— start of Rows —

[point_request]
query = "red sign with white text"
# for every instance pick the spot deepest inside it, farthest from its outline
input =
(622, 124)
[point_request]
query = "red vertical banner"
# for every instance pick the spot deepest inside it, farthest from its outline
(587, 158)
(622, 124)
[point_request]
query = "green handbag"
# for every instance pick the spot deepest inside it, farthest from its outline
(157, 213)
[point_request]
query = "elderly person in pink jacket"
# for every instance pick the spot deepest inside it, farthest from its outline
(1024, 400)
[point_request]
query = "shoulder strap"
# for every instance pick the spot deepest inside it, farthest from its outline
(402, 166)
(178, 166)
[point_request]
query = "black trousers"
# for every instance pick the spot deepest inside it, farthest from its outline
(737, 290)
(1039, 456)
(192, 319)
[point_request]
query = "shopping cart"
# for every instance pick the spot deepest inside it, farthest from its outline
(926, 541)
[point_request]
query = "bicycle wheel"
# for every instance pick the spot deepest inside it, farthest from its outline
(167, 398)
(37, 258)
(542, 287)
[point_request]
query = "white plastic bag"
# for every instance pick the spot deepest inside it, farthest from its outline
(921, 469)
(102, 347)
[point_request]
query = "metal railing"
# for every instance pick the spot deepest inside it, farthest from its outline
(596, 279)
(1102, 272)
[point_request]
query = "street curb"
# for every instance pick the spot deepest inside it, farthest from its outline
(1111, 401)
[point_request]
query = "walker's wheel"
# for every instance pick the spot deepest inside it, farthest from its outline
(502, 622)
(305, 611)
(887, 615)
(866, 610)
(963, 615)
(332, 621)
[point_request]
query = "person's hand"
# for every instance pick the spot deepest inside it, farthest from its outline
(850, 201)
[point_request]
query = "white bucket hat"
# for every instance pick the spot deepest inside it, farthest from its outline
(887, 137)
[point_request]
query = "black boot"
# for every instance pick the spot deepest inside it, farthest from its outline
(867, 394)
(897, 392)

— end of Rows —

Request: Write out the whole listing again. Match it word for word.

Task solution:
[point_request]
query = "red sign with white text"
# for every instance pick the spot deepest inside it, farthest from its outline
input =
(622, 124)
[point_request]
query = "red vertical banner"
# for every instance pick the spot deepest inside it, farthest from its outline
(587, 158)
(622, 124)
[point_request]
query = "green handbag"
# for every instance pick the spot deepest inside it, farthest from its outline
(157, 213)
[point_request]
query = "elderly person in pink jacket"
# for every instance pick the spot deepest inside it, farthest from its outline
(1024, 400)
[point_request]
query = "shoulder strap"
# for every instance pick the spot deepest inside it, farthest from its outline
(402, 166)
(178, 166)
[point_request]
query = "black trousers"
# for every instance pick the spot deepest inside it, farthest from its outline
(737, 290)
(1039, 456)
(192, 319)
[point_request]
query = "shopping cart"
# for every instance pick the spot deepest inside it, farthest from its outline
(926, 541)
[point_request]
query = "bicycle wheel"
# for every instance pick the spot deepest inside it, farthest from its outline
(167, 398)
(37, 258)
(542, 287)
[point_request]
query = "white plastic bag"
# for every instance pick the spot deepest inside it, farthest from its outline
(921, 469)
(102, 347)
[point_request]
query = "metal railing"
# for every instance pick the spot deepest inside it, farthest from its outline
(596, 279)
(1102, 272)
[point_request]
query = "street curb"
# for every instance pick the spot deepest inside it, farthest from its outline
(1111, 401)
[point_request]
query = "walker's wheel"
# for every instance pick the spot deepest inside it, farthest from its outline
(502, 622)
(305, 611)
(887, 615)
(866, 610)
(963, 615)
(332, 621)
[point_request]
query = "person's hand"
# for every instance pick the spot deepest inside it, farthest from its outline
(850, 201)
[point_request]
query = "white bucket hat"
# for every instance pick the spot deepest inside it, farthest from its outline
(887, 137)
[point_request]
query = "black boot"
# for every instance pick the spot deepest inside it, farthest from its outline
(867, 394)
(897, 392)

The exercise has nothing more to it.